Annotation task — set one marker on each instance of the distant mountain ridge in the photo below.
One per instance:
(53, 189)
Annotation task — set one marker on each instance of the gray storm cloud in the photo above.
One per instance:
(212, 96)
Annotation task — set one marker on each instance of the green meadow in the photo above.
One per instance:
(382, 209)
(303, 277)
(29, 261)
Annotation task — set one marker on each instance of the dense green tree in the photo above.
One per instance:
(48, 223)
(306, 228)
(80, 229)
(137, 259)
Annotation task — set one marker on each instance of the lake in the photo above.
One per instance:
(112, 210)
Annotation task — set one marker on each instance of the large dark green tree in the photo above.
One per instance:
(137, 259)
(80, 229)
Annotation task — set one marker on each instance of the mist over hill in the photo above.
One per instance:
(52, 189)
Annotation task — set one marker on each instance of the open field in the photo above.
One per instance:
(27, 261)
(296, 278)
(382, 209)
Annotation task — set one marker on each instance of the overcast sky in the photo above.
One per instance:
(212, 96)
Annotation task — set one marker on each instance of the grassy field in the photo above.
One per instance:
■ ■ ■ ■ ■ ■ ■
#### [Task brief]
Print, exactly as given, the lines from the one with "hill in the photo above." through the last line of the material above, and no others.

#### [Answer to the exercise]
Annotation task — set one marker on each instance of the mist over hill in the photo above.
One per instance:
(52, 189)
Annotation task — set one marker on each instance of the open field in the photo above.
One per instance:
(27, 261)
(296, 278)
(382, 209)
Annotation task — set one marker on each instance of the overcast sky in the photo above.
One per instance:
(212, 96)
Annotation task — set one marker on each instance of the grassy field in the photo above.
One per instance:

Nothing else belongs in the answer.